_TASK ITEM A_
Name each stage of the basic learning cycle given in the game development post.
_TASK ITEM B_
Reproduce the game development post word for word from "Like the cover" to "Gamemaker Studio 2.".

_READING PASSAGE_
Like the cover image? So do I. I've an eye for how professionals do things, and many other furry game developers like to make use of title cards like these to give something of a professional look. Let's talk shop.
Project Scope & Deadline
As you know I'm aiming to make a choose your own adventure game set in the Korps Universe. Supervillain vs Superheroes to put it bluntly. I am scrambling to find the right tools to realize my vision for how I want the game to be, having jumped from Twine's Harlowe format to Sugarcube and now I'm looking for something even more robust and am keen to experiment with what I can find. So far that looks to be Gamemaker Studio 2.
Commitment-wise, I want to spend two years on this. Marking 2025.March.15 has the penultimate deadline, at that point I'll give a grim assessment if its something that needs a few more weeks worth of work before I release it in a steady state, or if its going to be abandonware completely.
Methodology
A little background on myself. Prior to the pandemic, I was an art student at a vocational college, studying at the level you'd expect of first year university (Here we strike a different between higher and further education, with me in the latter). Each class would have us do a project that'd last twelve weeks, often involving us developing a completely new skillset from scratch. Game development is not too dissimilar a field, only it requires multiple skillsets (hence two years) yet still has that obaqueness from lack of familiarity. If there is one thing I've learnt is the need of a solid methodology on how to approach learning.
The basic cycle, I was taught that I will elaborate on (in a later post) and give comment on where the project currently is.
- Research
- Development.
- Results.
- Evaluation.

_DATA SUPPLIED_
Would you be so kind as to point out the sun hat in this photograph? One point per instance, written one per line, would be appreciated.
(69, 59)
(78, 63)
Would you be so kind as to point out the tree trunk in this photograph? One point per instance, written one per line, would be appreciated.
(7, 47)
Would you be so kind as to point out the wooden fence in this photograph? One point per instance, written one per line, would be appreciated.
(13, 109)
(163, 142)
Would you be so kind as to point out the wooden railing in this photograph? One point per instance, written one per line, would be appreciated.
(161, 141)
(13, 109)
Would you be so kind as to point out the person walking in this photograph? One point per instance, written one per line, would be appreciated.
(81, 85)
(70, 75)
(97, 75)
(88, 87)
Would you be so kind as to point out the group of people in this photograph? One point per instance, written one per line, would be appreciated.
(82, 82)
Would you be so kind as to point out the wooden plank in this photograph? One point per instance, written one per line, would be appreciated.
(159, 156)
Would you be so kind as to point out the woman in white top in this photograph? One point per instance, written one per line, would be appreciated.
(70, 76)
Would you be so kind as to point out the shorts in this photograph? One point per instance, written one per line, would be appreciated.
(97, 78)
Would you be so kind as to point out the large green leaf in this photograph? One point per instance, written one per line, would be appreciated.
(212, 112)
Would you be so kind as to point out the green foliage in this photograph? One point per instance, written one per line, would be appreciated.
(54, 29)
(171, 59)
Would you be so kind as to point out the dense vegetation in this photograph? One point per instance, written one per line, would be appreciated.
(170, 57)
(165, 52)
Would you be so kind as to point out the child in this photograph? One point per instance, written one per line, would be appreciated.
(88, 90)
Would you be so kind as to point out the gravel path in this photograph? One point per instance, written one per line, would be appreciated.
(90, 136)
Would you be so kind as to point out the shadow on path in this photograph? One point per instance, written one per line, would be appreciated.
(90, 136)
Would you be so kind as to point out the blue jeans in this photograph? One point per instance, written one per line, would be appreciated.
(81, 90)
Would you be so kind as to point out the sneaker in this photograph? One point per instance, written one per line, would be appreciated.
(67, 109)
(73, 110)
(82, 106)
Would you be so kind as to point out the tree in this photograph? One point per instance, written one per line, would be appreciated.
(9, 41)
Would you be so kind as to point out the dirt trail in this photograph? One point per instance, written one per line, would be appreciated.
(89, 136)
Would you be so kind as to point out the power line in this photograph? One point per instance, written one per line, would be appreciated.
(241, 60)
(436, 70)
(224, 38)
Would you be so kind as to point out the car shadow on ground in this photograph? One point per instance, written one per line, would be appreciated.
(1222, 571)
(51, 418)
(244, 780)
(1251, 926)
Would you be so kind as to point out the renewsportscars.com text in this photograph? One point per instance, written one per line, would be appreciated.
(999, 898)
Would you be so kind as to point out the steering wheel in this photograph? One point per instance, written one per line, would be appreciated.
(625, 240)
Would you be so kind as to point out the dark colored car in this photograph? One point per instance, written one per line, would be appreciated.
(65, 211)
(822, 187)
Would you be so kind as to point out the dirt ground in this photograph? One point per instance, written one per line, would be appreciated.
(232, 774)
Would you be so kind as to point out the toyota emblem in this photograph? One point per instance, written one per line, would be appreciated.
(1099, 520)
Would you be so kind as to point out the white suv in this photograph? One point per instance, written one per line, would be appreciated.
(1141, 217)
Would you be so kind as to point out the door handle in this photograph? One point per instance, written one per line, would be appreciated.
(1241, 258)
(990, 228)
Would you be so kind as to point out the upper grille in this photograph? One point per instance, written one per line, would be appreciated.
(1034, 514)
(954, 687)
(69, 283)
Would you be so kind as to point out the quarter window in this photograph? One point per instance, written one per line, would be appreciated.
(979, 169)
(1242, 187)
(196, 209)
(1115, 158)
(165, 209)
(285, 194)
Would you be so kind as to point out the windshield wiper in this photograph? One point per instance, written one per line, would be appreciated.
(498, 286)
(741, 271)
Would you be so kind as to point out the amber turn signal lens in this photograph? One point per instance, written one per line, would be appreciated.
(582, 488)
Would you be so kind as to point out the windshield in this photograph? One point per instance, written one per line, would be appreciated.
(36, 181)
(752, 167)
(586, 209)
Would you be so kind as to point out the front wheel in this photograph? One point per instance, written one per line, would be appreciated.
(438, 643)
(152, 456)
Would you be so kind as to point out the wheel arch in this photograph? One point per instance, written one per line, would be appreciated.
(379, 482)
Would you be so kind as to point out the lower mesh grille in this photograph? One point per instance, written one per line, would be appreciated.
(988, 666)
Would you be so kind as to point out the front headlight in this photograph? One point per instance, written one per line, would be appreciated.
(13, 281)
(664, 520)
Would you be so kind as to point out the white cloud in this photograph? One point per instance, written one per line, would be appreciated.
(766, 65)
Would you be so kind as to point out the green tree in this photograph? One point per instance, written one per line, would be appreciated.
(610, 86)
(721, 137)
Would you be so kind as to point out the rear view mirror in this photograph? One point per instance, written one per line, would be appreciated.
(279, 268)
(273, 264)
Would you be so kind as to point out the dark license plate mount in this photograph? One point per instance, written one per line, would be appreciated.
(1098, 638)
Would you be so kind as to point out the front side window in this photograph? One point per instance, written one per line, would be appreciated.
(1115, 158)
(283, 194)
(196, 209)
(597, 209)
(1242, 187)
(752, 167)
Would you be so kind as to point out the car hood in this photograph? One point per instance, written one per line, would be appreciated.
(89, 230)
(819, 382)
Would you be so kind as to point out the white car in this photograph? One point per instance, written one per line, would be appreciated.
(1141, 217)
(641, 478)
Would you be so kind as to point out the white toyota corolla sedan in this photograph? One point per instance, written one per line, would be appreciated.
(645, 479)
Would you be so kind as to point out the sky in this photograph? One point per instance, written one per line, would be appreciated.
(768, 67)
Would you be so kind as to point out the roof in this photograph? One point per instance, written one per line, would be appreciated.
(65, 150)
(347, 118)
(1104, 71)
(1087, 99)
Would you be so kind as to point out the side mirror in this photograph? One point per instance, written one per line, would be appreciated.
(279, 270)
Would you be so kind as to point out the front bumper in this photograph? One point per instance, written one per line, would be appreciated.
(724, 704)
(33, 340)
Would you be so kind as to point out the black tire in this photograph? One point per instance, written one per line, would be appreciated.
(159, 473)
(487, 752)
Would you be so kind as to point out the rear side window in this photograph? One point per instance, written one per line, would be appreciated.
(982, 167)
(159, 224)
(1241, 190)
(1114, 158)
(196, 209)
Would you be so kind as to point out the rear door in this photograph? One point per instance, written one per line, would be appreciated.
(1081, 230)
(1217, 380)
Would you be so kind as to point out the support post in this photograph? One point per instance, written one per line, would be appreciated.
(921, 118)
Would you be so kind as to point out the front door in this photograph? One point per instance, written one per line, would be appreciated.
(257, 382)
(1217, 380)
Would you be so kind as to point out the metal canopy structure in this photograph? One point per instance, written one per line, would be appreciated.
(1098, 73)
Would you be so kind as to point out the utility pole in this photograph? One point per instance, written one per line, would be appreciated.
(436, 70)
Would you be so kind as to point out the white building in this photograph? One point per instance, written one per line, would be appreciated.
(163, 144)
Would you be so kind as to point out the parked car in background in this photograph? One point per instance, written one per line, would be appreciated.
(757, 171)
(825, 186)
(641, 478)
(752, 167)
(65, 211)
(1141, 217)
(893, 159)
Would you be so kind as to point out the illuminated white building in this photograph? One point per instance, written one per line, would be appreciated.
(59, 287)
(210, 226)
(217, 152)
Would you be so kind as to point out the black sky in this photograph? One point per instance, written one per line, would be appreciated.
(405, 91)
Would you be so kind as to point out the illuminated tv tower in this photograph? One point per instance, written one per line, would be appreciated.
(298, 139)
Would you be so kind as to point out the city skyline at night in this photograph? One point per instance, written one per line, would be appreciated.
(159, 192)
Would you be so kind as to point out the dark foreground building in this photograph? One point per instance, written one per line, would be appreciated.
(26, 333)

_EXERCISE RESULT A_
Research, Development, Results, Evaluation

_EXERCISE RESULT B_
Like the cover image? So do I. I've an eye for how professionals do things, and many other furry game developers like to make use of title cards like these to give something of a professional look. Let's talk shop.
Project Scope & Deadline
As you know I'm aiming to make a choose your own adventure game set in the Korps Universe. Supervillain vs Superheroes to put it bluntly. I am scrambling to find the right tools to realize my vision for how I want the game to be, having jumped from Twine's Harlowe format to Sugarcube and now I'm looking for something even more robust and am keen to experiment with what I can find. So far that looks to be Gamemaker Studio 2.